=== Stored records ===

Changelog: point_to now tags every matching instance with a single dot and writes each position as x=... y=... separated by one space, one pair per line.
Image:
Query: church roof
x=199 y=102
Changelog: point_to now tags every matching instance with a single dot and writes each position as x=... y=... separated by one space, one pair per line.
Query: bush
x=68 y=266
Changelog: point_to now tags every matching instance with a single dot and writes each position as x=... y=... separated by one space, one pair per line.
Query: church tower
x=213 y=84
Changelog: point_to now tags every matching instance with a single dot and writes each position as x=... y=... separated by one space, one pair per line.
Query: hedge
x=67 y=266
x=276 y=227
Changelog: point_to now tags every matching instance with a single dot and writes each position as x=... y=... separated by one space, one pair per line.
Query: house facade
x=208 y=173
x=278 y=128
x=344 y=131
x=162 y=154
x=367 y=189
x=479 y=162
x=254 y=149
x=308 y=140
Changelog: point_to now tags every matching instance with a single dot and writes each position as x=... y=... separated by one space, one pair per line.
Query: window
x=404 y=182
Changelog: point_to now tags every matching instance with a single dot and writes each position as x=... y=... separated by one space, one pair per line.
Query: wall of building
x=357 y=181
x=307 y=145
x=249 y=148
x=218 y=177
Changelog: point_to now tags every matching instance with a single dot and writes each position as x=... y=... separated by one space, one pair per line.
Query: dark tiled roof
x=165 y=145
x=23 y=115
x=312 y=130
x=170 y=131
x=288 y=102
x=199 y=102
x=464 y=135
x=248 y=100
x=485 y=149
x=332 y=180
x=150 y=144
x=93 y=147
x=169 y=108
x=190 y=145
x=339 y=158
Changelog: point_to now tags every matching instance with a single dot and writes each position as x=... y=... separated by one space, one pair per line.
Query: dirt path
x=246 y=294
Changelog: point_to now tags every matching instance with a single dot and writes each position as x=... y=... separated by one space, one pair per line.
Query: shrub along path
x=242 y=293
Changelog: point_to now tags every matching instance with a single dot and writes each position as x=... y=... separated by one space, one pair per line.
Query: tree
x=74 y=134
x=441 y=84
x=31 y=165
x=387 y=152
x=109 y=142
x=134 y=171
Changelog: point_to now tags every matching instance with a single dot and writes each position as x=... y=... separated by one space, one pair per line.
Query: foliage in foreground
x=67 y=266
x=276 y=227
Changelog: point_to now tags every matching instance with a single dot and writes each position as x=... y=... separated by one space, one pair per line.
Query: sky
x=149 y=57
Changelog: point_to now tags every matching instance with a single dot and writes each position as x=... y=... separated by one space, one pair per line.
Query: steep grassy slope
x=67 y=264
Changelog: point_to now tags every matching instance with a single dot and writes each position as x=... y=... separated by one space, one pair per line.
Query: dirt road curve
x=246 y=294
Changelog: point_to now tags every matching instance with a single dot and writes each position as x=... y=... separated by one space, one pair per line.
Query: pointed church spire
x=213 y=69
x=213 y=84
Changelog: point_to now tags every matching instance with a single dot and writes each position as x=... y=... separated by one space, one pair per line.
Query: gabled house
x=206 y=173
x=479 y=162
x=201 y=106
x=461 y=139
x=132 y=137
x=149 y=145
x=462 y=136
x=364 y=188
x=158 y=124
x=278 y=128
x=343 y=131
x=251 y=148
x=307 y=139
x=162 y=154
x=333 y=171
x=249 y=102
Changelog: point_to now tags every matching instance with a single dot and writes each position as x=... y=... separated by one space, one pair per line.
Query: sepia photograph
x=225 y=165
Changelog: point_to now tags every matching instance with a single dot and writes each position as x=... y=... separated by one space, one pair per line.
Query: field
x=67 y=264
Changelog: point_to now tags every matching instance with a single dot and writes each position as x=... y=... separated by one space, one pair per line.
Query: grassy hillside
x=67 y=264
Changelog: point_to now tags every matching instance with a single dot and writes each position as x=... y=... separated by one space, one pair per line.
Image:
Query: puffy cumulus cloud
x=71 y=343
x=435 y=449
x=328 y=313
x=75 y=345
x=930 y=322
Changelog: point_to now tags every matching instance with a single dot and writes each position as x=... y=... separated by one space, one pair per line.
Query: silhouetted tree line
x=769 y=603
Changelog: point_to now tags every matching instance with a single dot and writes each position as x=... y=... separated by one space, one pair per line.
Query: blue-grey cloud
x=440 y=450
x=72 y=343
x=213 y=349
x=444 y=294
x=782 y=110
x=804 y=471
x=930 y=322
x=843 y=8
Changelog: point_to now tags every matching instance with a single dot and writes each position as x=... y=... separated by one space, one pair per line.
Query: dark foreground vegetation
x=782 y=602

===

▸ **Exercise**
Format every line of the items above as a JSON list of strings, with one string for each line and blank lines left out.

▸ **Result for this task**
[
  "Changelog: point_to now tags every matching instance with a single dot and writes each position as x=... y=... separated by one space, one pair per line.",
  "Image:",
  "Query: church roof",
  "x=199 y=102",
  "Changelog: point_to now tags every matching instance with a single dot and writes each position as x=... y=... separated by one space, one pair per line.",
  "Query: bush",
  "x=68 y=266",
  "Changelog: point_to now tags every matching instance with a single dot and writes each position as x=... y=... separated by one space, one pair per line.",
  "Query: church tower",
  "x=213 y=84",
  "Changelog: point_to now tags every matching instance with a single dot and writes each position as x=... y=... separated by one space, one pair per line.",
  "Query: hedge",
  "x=67 y=266",
  "x=276 y=227",
  "Changelog: point_to now tags every matching instance with a single dot and writes each position as x=... y=... separated by one space, one pair per line.",
  "Query: house facade",
  "x=208 y=173",
  "x=278 y=128",
  "x=344 y=131",
  "x=162 y=154",
  "x=367 y=189",
  "x=479 y=162",
  "x=254 y=149",
  "x=308 y=140",
  "Changelog: point_to now tags every matching instance with a single dot and writes each position as x=... y=... separated by one space, one pair per line.",
  "Query: window",
  "x=404 y=182",
  "Changelog: point_to now tags every matching instance with a single dot and writes each position as x=... y=... separated by one space, one pair per line.",
  "Query: wall of building",
  "x=357 y=181",
  "x=307 y=145",
  "x=249 y=148",
  "x=218 y=177",
  "Changelog: point_to now tags every matching instance with a single dot and writes each position as x=... y=... separated by one space, one pair per line.",
  "Query: dark tiled roof",
  "x=165 y=145",
  "x=23 y=115",
  "x=312 y=130",
  "x=170 y=131",
  "x=288 y=102",
  "x=199 y=102",
  "x=464 y=135",
  "x=248 y=100",
  "x=485 y=149",
  "x=332 y=180",
  "x=150 y=144",
  "x=93 y=147",
  "x=169 y=108",
  "x=190 y=145",
  "x=339 y=158",
  "Changelog: point_to now tags every matching instance with a single dot and writes each position as x=... y=... separated by one space, one pair per line.",
  "Query: dirt path",
  "x=246 y=294",
  "Changelog: point_to now tags every matching instance with a single dot and writes each position as x=... y=... separated by one space, one pair per line.",
  "Query: shrub along path",
  "x=242 y=293",
  "Changelog: point_to now tags every matching instance with a single dot and writes each position as x=... y=... separated by one space, one pair per line.",
  "Query: tree",
  "x=74 y=134",
  "x=441 y=84",
  "x=31 y=165",
  "x=387 y=152",
  "x=109 y=142",
  "x=134 y=171",
  "Changelog: point_to now tags every matching instance with a single dot and writes each position as x=... y=... separated by one space, one pair per line.",
  "Query: foliage in foreground",
  "x=67 y=266",
  "x=276 y=227",
  "Changelog: point_to now tags every matching instance with a single dot and writes each position as x=... y=... separated by one space, one pair per line.",
  "Query: sky",
  "x=149 y=57",
  "Changelog: point_to now tags every matching instance with a single dot and writes each position as x=... y=... separated by one space, one pair per line.",
  "Query: steep grassy slope",
  "x=67 y=264",
  "Changelog: point_to now tags every matching instance with a single dot and writes each position as x=... y=... separated by one space, one pair per line.",
  "Query: dirt road curve",
  "x=246 y=294",
  "Changelog: point_to now tags every matching instance with a single dot and writes each position as x=... y=... separated by one space, one pair per line.",
  "Query: pointed church spire",
  "x=213 y=69",
  "x=213 y=84",
  "Changelog: point_to now tags every matching instance with a single dot and writes each position as x=... y=... separated by one space, one pair per line.",
  "Query: gabled house",
  "x=206 y=173",
  "x=479 y=162",
  "x=201 y=106",
  "x=461 y=139",
  "x=132 y=137",
  "x=149 y=145",
  "x=462 y=136",
  "x=364 y=188",
  "x=158 y=124",
  "x=278 y=128",
  "x=343 y=131",
  "x=251 y=148",
  "x=307 y=139",
  "x=162 y=154",
  "x=333 y=171",
  "x=249 y=102",
  "Changelog: point_to now tags every matching instance with a single dot and writes each position as x=... y=... separated by one space, one pair per line.",
  "Query: sepia photograph",
  "x=225 y=165",
  "Changelog: point_to now tags every matching instance with a single dot and writes each position as x=... y=... separated by one space, one pair per line.",
  "Query: field",
  "x=67 y=264",
  "Changelog: point_to now tags every matching instance with a single dot and writes each position as x=... y=... separated by one space, one pair per line.",
  "Query: grassy hillside",
  "x=67 y=264",
  "Changelog: point_to now tags every matching instance with a single dot and writes each position as x=... y=... separated by one space, one pair per line.",
  "Image:",
  "Query: puffy cumulus cloud",
  "x=71 y=343",
  "x=435 y=449",
  "x=328 y=313",
  "x=75 y=345",
  "x=930 y=322",
  "Changelog: point_to now tags every matching instance with a single dot and writes each position as x=... y=... separated by one space, one pair per line.",
  "Query: silhouetted tree line",
  "x=769 y=603",
  "Changelog: point_to now tags every matching instance with a single dot and writes each position as x=... y=... separated by one space, one pair per line.",
  "Query: blue-grey cloud",
  "x=440 y=450",
  "x=72 y=343",
  "x=213 y=349",
  "x=444 y=294",
  "x=782 y=110",
  "x=804 y=471",
  "x=930 y=322",
  "x=843 y=8",
  "Changelog: point_to now tags every matching instance with a single dot and writes each position as x=... y=... separated by one space, one pair per line.",
  "Query: dark foreground vegetation",
  "x=782 y=602"
]